> _What to work on_: Print every one of the entries below line for line, changing nothing.

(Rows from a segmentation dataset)
>>>>

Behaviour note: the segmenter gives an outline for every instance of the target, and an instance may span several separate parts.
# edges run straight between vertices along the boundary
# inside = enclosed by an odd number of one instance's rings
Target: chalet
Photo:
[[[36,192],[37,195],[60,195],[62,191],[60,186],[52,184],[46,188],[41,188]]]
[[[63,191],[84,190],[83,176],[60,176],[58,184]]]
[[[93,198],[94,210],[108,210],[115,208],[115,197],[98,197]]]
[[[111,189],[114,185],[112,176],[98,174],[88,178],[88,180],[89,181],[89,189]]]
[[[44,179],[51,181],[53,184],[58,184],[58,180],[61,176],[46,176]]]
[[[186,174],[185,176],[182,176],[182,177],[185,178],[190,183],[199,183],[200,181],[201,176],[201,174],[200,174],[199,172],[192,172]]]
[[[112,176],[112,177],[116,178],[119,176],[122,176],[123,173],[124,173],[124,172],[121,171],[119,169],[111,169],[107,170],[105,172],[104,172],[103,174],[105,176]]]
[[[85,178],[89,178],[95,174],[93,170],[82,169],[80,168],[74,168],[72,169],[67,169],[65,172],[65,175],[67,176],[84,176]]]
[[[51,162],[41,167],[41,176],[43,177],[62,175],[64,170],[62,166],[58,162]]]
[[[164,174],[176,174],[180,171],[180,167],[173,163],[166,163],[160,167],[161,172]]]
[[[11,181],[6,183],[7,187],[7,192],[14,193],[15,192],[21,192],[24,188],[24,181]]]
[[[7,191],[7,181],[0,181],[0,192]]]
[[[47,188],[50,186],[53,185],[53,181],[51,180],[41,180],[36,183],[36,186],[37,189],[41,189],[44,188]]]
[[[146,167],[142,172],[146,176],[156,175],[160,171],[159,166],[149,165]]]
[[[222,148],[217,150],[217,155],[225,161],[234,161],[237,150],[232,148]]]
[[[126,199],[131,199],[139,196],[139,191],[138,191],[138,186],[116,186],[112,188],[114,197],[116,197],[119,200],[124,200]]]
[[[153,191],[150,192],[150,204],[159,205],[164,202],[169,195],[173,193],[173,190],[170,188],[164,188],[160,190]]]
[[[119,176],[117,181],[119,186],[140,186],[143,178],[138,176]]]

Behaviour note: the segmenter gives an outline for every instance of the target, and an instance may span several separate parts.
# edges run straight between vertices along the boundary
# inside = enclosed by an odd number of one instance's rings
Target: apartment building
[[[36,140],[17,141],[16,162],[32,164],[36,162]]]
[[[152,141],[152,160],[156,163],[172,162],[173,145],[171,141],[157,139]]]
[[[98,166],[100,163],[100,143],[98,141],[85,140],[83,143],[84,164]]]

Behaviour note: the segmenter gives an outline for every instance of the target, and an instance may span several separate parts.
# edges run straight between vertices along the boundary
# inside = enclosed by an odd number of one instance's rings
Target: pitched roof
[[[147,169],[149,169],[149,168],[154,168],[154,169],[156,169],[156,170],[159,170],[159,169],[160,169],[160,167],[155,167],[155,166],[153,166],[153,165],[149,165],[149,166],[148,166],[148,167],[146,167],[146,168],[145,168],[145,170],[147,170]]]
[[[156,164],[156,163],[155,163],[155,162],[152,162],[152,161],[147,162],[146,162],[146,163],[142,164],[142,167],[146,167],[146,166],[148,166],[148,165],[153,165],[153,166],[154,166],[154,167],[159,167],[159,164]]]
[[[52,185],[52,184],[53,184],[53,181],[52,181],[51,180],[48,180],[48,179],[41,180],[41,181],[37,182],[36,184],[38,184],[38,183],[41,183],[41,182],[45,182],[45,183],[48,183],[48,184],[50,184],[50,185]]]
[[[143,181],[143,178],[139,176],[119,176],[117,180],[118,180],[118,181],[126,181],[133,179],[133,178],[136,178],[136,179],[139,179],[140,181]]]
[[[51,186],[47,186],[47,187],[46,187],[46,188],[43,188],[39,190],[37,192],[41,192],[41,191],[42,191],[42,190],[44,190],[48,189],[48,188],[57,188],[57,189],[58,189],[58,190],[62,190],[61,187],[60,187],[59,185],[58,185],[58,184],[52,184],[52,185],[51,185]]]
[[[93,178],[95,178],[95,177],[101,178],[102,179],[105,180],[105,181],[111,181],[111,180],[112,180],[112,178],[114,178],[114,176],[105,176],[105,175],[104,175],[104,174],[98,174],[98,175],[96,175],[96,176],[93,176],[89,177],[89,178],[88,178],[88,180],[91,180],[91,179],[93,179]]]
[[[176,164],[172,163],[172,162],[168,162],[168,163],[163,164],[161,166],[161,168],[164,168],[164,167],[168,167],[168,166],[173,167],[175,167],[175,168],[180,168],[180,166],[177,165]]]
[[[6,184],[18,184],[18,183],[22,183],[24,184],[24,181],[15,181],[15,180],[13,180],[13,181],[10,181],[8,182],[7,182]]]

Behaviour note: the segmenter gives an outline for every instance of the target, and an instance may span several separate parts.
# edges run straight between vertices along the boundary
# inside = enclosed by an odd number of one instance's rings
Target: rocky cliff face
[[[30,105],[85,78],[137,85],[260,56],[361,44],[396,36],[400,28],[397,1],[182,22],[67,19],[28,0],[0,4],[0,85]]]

<<<<

> _Task output_:
Behaviour note: the segmenter gives an outline for every instance of the target, and an instance may span several separate parts.
# edges run straight between vertices along the boundary
# inside = enclosed by an odd number of one instance's rings
Target: chalet
Photo:
[[[36,192],[37,195],[60,195],[62,191],[60,186],[52,184],[46,188],[41,188]]]
[[[63,191],[84,190],[83,176],[60,176],[58,184]]]
[[[93,198],[94,210],[108,210],[115,208],[115,197],[98,197]]]
[[[111,189],[114,185],[112,176],[98,174],[88,178],[88,180],[89,181],[89,189]]]
[[[44,179],[51,181],[53,184],[58,184],[58,180],[61,176],[46,176]]]
[[[186,174],[185,176],[182,176],[182,177],[185,178],[190,183],[199,183],[200,181],[201,176],[201,174],[200,174],[199,172],[192,172]]]
[[[112,176],[112,177],[116,178],[119,176],[122,176],[123,173],[124,173],[124,172],[121,171],[119,169],[111,169],[107,170],[105,172],[104,172],[103,174],[105,176]]]
[[[85,178],[89,178],[95,174],[93,170],[82,169],[80,168],[74,168],[72,169],[67,169],[65,172],[65,175],[67,176],[84,176]]]
[[[51,162],[41,167],[41,176],[43,177],[62,175],[64,170],[62,166],[58,162]]]
[[[164,174],[176,174],[180,171],[180,167],[173,163],[166,163],[160,167],[161,172]]]
[[[11,181],[6,183],[7,187],[7,192],[14,193],[15,192],[21,192],[24,188],[24,181]]]
[[[7,191],[7,181],[0,181],[0,192]]]
[[[47,188],[50,186],[53,185],[53,181],[51,180],[41,180],[36,183],[36,186],[37,189],[41,189],[44,188]]]
[[[146,167],[142,172],[146,176],[156,175],[160,171],[159,166],[149,165]]]
[[[222,148],[217,150],[217,155],[225,161],[234,161],[237,150],[232,148]]]
[[[126,199],[131,199],[139,196],[139,191],[138,191],[138,186],[116,186],[112,188],[114,197],[116,197],[119,200],[124,200]]]
[[[153,191],[150,192],[150,204],[159,205],[164,202],[169,195],[173,193],[173,190],[170,188],[164,188],[160,190]]]
[[[119,176],[117,181],[119,186],[140,186],[143,178],[138,176]]]

Behaviour note: the segmenter gives an outline for every instance of the target, and an instance may span several separate parts.
# edges run straight between vertices along the boundary
# inside = enclosed by an odd number of one instance's rings
Target: apartment building
[[[36,140],[17,141],[16,162],[32,164],[36,162]]]
[[[152,141],[152,160],[156,163],[172,162],[173,145],[171,141],[157,139]]]
[[[98,166],[100,163],[100,143],[98,141],[85,140],[83,143],[84,164]]]

Behaviour note: the segmenter gives an outline for every instance of the target, and an instance may span several separate parts.
# edges run straight between vertices along the boundary
# inside = enclosed by an odd number of one instance's rings
Target: pitched roof
[[[147,169],[149,169],[149,168],[154,168],[154,169],[156,169],[156,170],[159,170],[159,169],[160,169],[160,167],[155,167],[155,166],[153,166],[153,165],[149,165],[149,166],[148,166],[148,167],[146,167],[146,168],[145,168],[145,170],[147,170]]]
[[[156,164],[156,163],[155,163],[155,162],[152,162],[152,161],[147,162],[146,162],[146,163],[142,164],[142,167],[146,167],[146,166],[148,166],[148,165],[153,165],[153,166],[154,166],[154,167],[159,167],[159,164]]]
[[[52,185],[52,184],[53,184],[53,181],[52,181],[51,180],[48,180],[48,179],[41,180],[41,181],[37,182],[36,184],[38,184],[38,183],[41,183],[41,182],[45,182],[45,183],[48,183],[48,184],[50,184],[50,185]]]
[[[143,181],[143,178],[139,176],[119,176],[117,180],[118,180],[118,181],[126,181],[133,179],[133,178],[136,178],[136,179],[139,179],[140,181]]]
[[[51,186],[47,186],[47,187],[46,187],[46,188],[43,188],[39,190],[37,192],[41,192],[41,191],[42,191],[42,190],[44,190],[48,189],[48,188],[57,188],[57,189],[58,189],[58,190],[62,190],[61,187],[60,187],[59,185],[58,185],[58,184],[52,184],[52,185],[51,185]]]
[[[93,178],[95,178],[95,177],[101,178],[102,179],[105,180],[105,181],[111,181],[111,180],[112,180],[112,178],[114,178],[114,176],[105,176],[105,175],[104,175],[104,174],[98,174],[98,175],[96,175],[96,176],[93,176],[89,177],[89,178],[88,178],[88,180],[91,180],[91,179],[93,179]]]
[[[176,164],[172,163],[172,162],[168,162],[168,163],[163,164],[161,166],[161,168],[164,168],[164,167],[168,167],[168,166],[173,167],[175,167],[175,168],[180,168],[180,166],[177,165]]]
[[[6,184],[18,184],[18,183],[22,183],[24,184],[24,181],[15,181],[15,180],[13,180],[13,181],[10,181],[8,182],[7,182]]]

Behaviour note: the segmenter gives an outline for every instance of the target, and an instance may span several separate parts.
# edges run straight between vertices along the boundary
# inside = enclosed by an odd number of one instance's rings
Target: rocky cliff face
[[[30,105],[85,78],[137,85],[260,56],[361,44],[396,36],[400,28],[397,1],[182,22],[67,19],[28,0],[0,4],[0,85]]]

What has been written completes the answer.